→ **Instructions to follow**
Format the lines of the material from the line with "white lamp shade" through the line with "x=302 y=542" as a JSON list of strings, one string per line, leaving out any blank lines.

+ + +

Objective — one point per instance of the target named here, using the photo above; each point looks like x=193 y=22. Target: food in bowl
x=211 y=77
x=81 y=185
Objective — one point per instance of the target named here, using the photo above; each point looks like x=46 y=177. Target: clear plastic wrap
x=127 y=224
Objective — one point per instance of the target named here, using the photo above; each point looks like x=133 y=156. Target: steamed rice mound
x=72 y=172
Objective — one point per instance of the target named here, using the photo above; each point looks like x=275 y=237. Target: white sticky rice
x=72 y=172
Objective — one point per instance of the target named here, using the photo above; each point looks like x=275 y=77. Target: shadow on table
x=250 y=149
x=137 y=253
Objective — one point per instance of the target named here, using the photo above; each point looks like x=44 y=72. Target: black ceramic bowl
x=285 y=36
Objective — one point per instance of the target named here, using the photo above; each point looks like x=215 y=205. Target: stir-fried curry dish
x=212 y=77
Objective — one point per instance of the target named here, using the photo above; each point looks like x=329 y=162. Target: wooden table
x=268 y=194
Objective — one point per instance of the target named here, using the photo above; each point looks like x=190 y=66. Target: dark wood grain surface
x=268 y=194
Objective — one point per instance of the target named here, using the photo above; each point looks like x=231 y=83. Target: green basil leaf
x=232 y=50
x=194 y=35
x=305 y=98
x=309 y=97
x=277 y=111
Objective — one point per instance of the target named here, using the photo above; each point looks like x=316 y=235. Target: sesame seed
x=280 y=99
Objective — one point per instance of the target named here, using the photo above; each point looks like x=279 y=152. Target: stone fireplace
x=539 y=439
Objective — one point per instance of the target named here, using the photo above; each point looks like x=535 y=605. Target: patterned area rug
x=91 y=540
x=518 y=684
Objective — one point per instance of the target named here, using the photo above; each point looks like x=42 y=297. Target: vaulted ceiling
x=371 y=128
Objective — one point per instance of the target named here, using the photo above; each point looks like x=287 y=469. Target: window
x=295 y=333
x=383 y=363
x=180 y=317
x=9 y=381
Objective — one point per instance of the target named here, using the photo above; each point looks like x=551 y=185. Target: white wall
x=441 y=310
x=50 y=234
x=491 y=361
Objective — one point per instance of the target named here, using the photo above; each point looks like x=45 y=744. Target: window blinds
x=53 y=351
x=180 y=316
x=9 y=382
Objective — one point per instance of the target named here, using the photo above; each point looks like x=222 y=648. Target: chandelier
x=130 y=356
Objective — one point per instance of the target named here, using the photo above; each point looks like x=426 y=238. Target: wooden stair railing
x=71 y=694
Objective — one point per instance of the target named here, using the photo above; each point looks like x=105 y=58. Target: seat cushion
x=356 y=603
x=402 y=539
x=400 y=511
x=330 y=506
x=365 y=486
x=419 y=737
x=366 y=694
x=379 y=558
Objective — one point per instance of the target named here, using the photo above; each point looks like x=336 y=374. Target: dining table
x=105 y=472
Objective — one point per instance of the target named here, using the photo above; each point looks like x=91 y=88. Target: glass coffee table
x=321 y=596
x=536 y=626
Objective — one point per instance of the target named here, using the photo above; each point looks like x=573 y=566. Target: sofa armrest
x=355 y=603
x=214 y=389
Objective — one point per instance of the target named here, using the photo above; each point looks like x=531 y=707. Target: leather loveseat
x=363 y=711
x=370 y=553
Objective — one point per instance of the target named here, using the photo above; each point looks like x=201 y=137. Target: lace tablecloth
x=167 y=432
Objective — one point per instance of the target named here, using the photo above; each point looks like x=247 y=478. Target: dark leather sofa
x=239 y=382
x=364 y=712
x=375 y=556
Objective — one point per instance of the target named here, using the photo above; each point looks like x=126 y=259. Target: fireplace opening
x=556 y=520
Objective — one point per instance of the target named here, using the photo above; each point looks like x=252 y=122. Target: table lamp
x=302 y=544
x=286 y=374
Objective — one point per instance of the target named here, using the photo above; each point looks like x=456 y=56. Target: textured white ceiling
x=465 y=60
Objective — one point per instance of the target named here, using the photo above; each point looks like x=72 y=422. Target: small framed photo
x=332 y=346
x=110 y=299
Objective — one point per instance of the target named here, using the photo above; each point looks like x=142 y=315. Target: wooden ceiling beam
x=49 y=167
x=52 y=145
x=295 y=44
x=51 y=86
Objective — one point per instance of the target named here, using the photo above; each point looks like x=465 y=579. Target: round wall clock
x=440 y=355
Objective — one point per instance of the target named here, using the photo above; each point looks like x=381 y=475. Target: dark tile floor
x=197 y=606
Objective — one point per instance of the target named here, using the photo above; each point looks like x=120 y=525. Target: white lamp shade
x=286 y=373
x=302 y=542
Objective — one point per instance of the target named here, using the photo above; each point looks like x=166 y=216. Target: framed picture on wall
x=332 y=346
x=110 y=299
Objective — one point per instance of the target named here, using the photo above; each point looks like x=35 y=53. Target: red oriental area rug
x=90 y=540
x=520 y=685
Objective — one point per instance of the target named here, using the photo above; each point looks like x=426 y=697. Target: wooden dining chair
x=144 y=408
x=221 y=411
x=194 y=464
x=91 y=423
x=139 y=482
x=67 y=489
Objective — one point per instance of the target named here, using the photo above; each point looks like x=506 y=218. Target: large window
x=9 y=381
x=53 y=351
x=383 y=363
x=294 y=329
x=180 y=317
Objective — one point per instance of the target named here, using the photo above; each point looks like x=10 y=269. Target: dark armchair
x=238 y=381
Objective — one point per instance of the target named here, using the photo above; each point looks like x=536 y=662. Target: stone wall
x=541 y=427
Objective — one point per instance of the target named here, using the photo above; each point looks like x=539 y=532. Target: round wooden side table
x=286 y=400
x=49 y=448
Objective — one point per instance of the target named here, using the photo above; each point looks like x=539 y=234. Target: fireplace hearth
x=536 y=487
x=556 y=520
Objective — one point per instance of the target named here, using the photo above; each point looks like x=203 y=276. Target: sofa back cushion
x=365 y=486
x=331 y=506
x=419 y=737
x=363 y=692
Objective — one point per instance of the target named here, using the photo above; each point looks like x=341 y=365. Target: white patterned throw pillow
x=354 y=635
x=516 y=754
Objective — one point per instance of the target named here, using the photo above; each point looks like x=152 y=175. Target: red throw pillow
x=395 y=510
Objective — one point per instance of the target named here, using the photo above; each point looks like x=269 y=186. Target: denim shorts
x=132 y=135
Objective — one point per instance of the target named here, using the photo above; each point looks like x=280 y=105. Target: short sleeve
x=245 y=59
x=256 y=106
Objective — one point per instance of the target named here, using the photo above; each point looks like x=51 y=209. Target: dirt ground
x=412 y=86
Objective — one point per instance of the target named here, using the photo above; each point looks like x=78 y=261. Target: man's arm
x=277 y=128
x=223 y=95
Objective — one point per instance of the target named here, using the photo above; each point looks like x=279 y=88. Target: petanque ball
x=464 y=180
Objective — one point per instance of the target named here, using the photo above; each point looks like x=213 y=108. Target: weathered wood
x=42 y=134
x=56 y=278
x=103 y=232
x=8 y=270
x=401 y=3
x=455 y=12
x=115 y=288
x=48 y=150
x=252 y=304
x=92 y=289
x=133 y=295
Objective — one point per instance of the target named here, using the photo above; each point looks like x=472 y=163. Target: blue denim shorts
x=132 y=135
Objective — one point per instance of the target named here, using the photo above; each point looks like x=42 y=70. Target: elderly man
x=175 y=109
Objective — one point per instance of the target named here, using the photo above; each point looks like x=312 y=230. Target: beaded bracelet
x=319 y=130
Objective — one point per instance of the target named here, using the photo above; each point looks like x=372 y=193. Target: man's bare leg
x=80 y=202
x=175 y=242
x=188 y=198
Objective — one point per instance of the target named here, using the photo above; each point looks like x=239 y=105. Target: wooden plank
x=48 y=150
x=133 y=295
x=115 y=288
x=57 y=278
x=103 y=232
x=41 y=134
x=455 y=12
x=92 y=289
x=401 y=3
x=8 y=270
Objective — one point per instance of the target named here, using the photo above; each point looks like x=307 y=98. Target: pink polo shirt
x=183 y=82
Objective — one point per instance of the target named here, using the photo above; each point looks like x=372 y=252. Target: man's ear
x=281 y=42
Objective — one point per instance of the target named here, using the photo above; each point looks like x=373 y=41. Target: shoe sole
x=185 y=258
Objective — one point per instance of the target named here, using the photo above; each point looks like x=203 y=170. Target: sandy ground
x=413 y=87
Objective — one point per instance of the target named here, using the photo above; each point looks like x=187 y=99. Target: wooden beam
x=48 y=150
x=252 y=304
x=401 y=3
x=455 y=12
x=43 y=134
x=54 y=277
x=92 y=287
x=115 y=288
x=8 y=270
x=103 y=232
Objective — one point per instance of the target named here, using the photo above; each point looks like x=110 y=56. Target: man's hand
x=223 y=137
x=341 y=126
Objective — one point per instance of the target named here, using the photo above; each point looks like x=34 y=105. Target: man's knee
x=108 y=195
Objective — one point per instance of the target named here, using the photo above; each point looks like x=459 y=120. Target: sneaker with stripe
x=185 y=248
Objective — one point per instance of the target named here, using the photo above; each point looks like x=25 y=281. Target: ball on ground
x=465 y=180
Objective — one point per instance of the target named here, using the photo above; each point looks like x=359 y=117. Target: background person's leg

+ + +

→ **Output for this task**
[
  "Objective — one point per instance of the target named here, using the photo above; each point looks like x=120 y=525. Target: white lamp shade",
  "x=286 y=373",
  "x=302 y=542"
]